**Task instructions**
Reproduce every line of the listing below without any change, but leave the pictures out.

**Source data**
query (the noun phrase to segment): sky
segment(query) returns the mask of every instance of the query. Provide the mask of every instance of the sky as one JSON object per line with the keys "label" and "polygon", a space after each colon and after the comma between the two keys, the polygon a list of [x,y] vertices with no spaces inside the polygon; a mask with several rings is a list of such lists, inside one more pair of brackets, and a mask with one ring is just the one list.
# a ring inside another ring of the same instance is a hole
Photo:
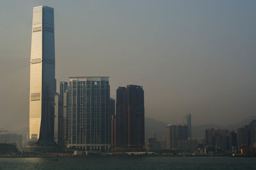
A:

**Full output**
query (the noun phrase to segment): sky
segment(query) returns the mask of every instance of the query. Provide the mask of every instance of the sky as one JSON object per line with the keys "label" and "polygon", a space after each colon and after the comma between the two keys, the polygon a list of [x,y] vertices with no spaces inside the polygon; a mask with several rings is a list of such lists, inside one more pair of brackets, and a mask with one ring is just the one list.
# a ring inside another ring of the same instance is a hole
Photo:
A:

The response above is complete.